= Written problem 1 =
Condense the paragraph in the variable selection documentation that begins "nlpsLM, nlpsGLM, nlpsAFTM perform variable selection" into a short bulleted list that keeps its main facts.
= Written problem 2 =
Carry on with the variable selection documentation from its last sentence, adding entries for the remaining arguments in its Arguments section.

Non-local prior based single-step variable selection for high-dimensional data

nlpsLM, nlpsGLM, nlpsAFTM perform variable selection in a single iteration respectively for continuous, binary and survival outcomes, combining the computational efficiency of the 'structured screen-and-select' variable selection strategy based on some association learning and the parsimonious uncertainty quantification provided by the use of non-local priors (see the References).

nlpsLM(y, x, cor_xy, prior = c("mom", "imom", "emom", "zellner", 
  "horseshoe"), tau, priorDelta = modelbbprior(1,1), 
  k0, rxx, niter = 2000, verbose = F, 
  tau.hs.method = "halfCauchy", sigma.hs.method = "Jeffreys" )

nlpsGLM(y, x, mmle_xy, prior = c("mom", "imom", "zellner"), 
  tau, priorDelta = modelbbprior(1,1), 
  k0, rxx, niter = 2000, verbose = F )

nlpsAFTM(y, event, x, mu_xy, prior = c("mom", "imom", "emom", 
  "zellner"), tau, priorDelta = modelbbprior(1,1), 
  k0, rxx, niter = 2000, verbose = F )

Arguments

y: The vector of continuous response (phenotype) for linear models (LM), or binary response (phenotype) for generalized linear models (GLM), or survival times for accelerated failure time models (AFTM). Binary response values must be 0 or 1.

= Data =
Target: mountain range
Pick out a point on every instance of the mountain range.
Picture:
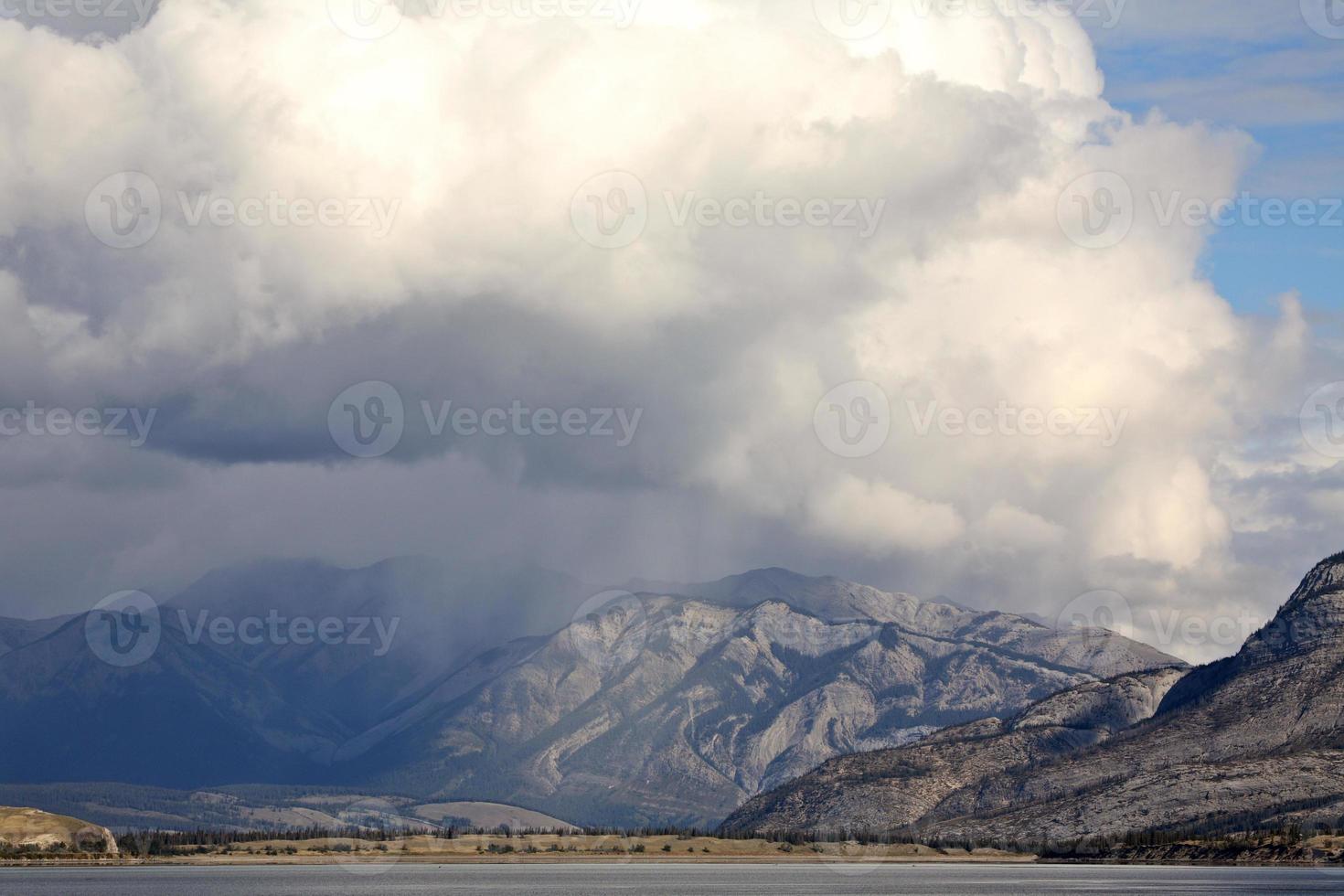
* * *
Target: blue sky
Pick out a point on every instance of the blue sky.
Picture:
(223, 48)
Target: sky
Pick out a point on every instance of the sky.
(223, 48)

= Result 1 =
- nlpsLM, nlpsGLM, and nlpsAFTM each perform variable selection in a single iteration.
- They handle continuous, binary, and survival outcomes, respectively.
- They combine the computational efficiency of the "structured screen-and-select" strategy, which relies on association learning, with the parsimonious uncertainty quantification that non-local priors provide.
- Details are in the References.

= Result 2 =
event: Only for AFTM. The vector of status indicator for the survival data.
x: The design matrix with subjects in rows and independent variables (SNPs) in columns. Missing values are not accepted currently.
cor_xy: Only for LM. Vector of (Pearson) correlations of y with the columns of x.
mmle_xy: Only for GLM. Vector of maximum marginal likelihood estimates of the regression parameters for the variables (SNPs) in x. These may be obtained from individual GLM fits of y with the columns of x.
mu_xy: Only for AFTM. Vector of marginal utility estimates of the variables (SNPs) in x. These may be obtained by fitting AFT model to y with individual columns of x using the survreg function of the package survival.
prior: "mom" for pMOM prior, "imom" for piMOM prior, "emom" for peMOM prior, "zellner" for Zellner's g-prior, "horseshoe" for horseshoe prior. For GLM, "zellner" considers group Zellner prior and "emom" and "horseshoe" are not available. For AFTM, "horseshoe" is not available.
tau: the value of the scale parameter tau of the non-local prior.
priorDelta: Prior for model space. Defaults to modelbbprior(1,1), which is beta-binomial(1,1) prior.
k0: GWASinlps tuning parameter denoting the number of leading SNPs (see Details).
rxx: GWASinlps tuning parameter denoting the correlation threshold to determine leading sets (see References).
niter: Number of MCMC iterations for non-local prior based Bayesian variable selection. Defaults to 2000.
verbose: If TRUE, prints result from the iterations progressively. FALSE by default.
tau.hs.method: Necessary only when prior="horseshoe". See horseshoe function reference.
sigma.hs.method: Necessary only when prior="horseshoe". See horseshoe function reference.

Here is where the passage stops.